Assigned task
Verbatim copy without pictures. Please print every entry as it stands.

Source information
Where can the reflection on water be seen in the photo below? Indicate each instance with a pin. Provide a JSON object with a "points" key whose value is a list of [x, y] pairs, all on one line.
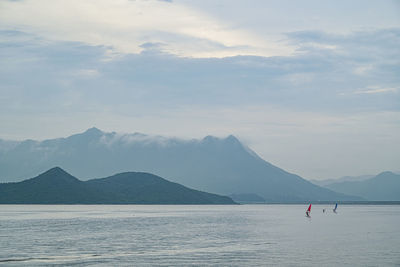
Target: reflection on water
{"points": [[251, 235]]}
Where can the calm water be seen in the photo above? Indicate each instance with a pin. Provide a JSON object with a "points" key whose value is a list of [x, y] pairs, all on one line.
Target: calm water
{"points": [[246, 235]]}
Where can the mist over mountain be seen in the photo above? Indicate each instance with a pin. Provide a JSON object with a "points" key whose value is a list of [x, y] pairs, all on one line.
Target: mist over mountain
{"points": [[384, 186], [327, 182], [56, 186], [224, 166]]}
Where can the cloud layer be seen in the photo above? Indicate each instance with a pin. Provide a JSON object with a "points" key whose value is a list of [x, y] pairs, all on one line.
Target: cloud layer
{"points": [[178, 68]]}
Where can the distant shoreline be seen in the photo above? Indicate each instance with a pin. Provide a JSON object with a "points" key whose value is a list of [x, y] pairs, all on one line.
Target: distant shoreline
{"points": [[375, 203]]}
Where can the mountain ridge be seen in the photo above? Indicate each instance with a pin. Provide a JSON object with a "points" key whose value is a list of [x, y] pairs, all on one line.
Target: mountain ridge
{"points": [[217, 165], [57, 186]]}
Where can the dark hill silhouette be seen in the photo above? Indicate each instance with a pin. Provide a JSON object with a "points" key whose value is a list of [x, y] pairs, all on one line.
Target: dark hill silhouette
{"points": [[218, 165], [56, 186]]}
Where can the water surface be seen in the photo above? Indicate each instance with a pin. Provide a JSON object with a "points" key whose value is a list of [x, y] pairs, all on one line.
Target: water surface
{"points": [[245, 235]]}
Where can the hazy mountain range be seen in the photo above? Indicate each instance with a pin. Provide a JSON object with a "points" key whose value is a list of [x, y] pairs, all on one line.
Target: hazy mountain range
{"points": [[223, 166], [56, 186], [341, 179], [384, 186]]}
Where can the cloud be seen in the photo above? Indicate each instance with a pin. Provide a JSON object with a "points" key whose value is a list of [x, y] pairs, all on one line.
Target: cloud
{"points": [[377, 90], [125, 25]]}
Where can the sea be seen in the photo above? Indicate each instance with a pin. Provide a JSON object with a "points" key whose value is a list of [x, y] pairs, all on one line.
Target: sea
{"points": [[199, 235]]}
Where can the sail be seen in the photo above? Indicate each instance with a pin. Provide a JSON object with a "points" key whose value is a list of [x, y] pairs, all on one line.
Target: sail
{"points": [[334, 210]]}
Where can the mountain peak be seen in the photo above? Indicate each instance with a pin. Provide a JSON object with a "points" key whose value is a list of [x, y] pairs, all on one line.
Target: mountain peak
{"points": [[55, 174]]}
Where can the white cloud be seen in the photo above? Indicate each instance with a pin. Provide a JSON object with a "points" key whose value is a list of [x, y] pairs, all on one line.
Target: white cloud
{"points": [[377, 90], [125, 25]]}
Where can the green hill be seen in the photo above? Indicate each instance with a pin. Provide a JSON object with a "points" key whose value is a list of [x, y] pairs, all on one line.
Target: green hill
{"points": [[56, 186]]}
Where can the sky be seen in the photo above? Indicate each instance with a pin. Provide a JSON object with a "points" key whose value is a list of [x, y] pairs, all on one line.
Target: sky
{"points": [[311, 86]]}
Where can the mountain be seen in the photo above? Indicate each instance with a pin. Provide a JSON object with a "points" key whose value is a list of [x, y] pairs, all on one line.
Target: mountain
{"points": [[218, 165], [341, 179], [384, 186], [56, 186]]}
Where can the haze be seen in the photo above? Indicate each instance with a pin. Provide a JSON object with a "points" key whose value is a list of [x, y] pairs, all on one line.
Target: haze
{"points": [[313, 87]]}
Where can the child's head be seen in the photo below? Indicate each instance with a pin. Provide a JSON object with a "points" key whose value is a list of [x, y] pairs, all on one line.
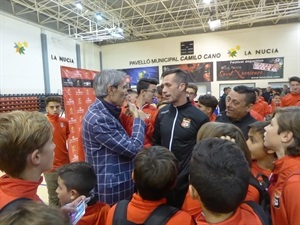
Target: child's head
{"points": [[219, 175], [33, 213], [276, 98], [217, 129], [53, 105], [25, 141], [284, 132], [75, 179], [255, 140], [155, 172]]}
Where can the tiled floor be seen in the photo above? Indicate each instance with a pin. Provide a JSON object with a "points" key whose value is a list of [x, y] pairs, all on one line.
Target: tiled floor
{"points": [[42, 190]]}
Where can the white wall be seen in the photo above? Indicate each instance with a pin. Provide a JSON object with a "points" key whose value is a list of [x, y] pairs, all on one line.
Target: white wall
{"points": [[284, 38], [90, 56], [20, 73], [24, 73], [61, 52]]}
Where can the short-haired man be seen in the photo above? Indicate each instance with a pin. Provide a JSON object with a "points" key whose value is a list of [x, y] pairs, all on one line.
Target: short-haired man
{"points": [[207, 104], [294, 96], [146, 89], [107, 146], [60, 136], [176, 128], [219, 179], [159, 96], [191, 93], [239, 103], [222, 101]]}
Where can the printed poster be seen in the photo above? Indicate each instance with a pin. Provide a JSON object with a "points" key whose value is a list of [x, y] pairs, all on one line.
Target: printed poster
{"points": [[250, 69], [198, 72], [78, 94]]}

Response to the exercise
Where can the reflection on water be seen in the photo below? Indicate each instance with a pin. Provide a JSON object with a "points" key whose value is a list of [x, y] pairs, all on one line.
Target: reflection on water
{"points": [[251, 235]]}
Where can the calm water be seen in the photo above? Indicate each instance with a pin. Provide a JSON object with a "points" key whose value is a list of [x, y] pairs, all on one line.
Target: calm water
{"points": [[246, 235]]}
Where can the mist over mountain be seen in the photo above? Indicate each instance with a pin. Provide a JSON object with a "points" key whose value is a list of [x, y] pairs, all on one line.
Target: mist over mountain
{"points": [[384, 186], [327, 182], [56, 186], [224, 166]]}
Where can the cloud layer be seen in the photo above? Indicate each instance with a pin. Provide a JSON object with a "points" key whose value is a list of [x, y] pairs, all on one line.
Target: cloud layer
{"points": [[178, 68]]}
Where can the distant shoreline be seen in the photo above? Indicate each instance with a pin. Provide a JSON object with a "points" key whose value is a list of [x, y] pairs, all on one line.
Target: distant shoreline
{"points": [[375, 203]]}
Where can the mountain ridge be seen in the photo above? Indicate each instance with a pin. Provide a JSON object with a "points" key whose value is a list of [x, y] pairs, all on one line.
Target: mountain ridge
{"points": [[217, 165], [57, 186]]}
Where can the dark hill silhouette be seen in the photo above? Indicate each instance with a pin. Provide a JSON object with a "points" key whose value is a list of [x, y] pairs, all on one line.
Target: dark hill silhouette
{"points": [[218, 165], [56, 186]]}
Where can the water surface be seen in the photo above? Indicate each instance with a pin. Provide a JSON object with a "points" key whose value is a list of [x, y] pairs, all on one line.
Target: water surface
{"points": [[245, 235]]}
Where can the hazy mountain range be seen in the photo above? Indicate each instance with a pin. Provide a JSON object with a "points" key whose value is a list of [x, y] pairs, all on one line.
Target: hazy mountain range
{"points": [[223, 166], [56, 186], [341, 179], [384, 186]]}
Where can the cloud be seen in the photo above? Indicate each instance with a pin. Provide a JSON object with a "points" key whose value is a list of [x, y] pairs, all on one line.
Target: cloud
{"points": [[377, 90], [125, 25]]}
Where can the sea be seen in the photo above? Indicate each instance with a pin. Provide a JSON object with a "points" key whose value is a list of [x, y] pairs, all on one line.
Target: sea
{"points": [[199, 235]]}
Where can the sail be seen in the photo above? Indicate each instance with a pin. Provide a JSON object with a "points" key whose value is a list of [x, y] pairs, all on one line.
Target: sail
{"points": [[334, 210]]}
Where can the mountain peak be seen in the photo above? Indicate each instance with a pin. Provide a JSON object with a "points" key whose value is a list of [x, y] pairs, all on one line.
Target: mountain peak
{"points": [[55, 174]]}
Where can the white cloud be seen in the photo above? Indicate each instance with a pin. Provide a JSON object with a "points" key whose value is a list of [x, y] pairs, all on one line.
Target: white cloud
{"points": [[377, 90], [125, 25]]}
Where can the green hill be seen in the photo above? Indicate each instance with a pin. Provide a JSON object with a "points" key whose value is a list of [x, y] pairs, all on one line.
Target: green hill
{"points": [[56, 186]]}
Where can the sky be seen in the photo above? Indicate each instance with a pin. Provide a JSON object with a "points" key whose value is a list of [x, y] pairs, all on one line.
Target: sky
{"points": [[311, 86]]}
Where can the mountain be seen in the photo above? Indicate each instance with a pin. Provide a JSON object with a "points" key whose value is a list of [x, y] pairs, all on one line.
Target: mountain
{"points": [[218, 165], [341, 179], [384, 186], [56, 186]]}
Where can the haze be seen in the photo above? Indicate each instance with a pin. Provide a JSON object with a "points" key whose value is a list of [x, y] pairs, all on one line.
Target: haze
{"points": [[313, 87]]}
Where can the child's head be seen in the photo below? Indicate each instance with a pin. Provide a JSON object with a "points" key whose value is a list of [x, y] pairs, all on one line.
Target: child's head
{"points": [[219, 175], [33, 213], [276, 98], [217, 129], [53, 105], [25, 141], [284, 132], [75, 179], [255, 140], [155, 172]]}
Where can the tiled floor be seen in the photo above? Indicate each instance with a pin. Provide a JSON object with a "points" key whose value is a list of [x, y] pairs, all on one line.
Target: tiled floor
{"points": [[42, 190]]}
Where can the white wall be seen in the photo above? Indicate each instance with a pin. Provide a JSON object with a "points" key whose value is a list of [x, y] pairs, all on one line.
Target: white wall
{"points": [[284, 38], [90, 56], [20, 73], [24, 73], [61, 52]]}
Where can the short-haired man be seen in the photo above? Indicate each instance with a pin. Provide a JSON object with a "points" key whose value is a list of [x, y] pairs, all on one line.
Target: short-haired man
{"points": [[207, 104], [294, 96], [146, 89], [107, 146], [60, 136], [176, 128], [219, 179], [159, 96], [191, 93], [239, 103], [222, 101]]}
Where can the printed poster be seen in the photo above? Indicate each instance with a pin. Provide a JSON object with a "points" key whose value is a list of [x, y] pairs, all on one line.
Target: printed poster
{"points": [[250, 69], [198, 72], [78, 94]]}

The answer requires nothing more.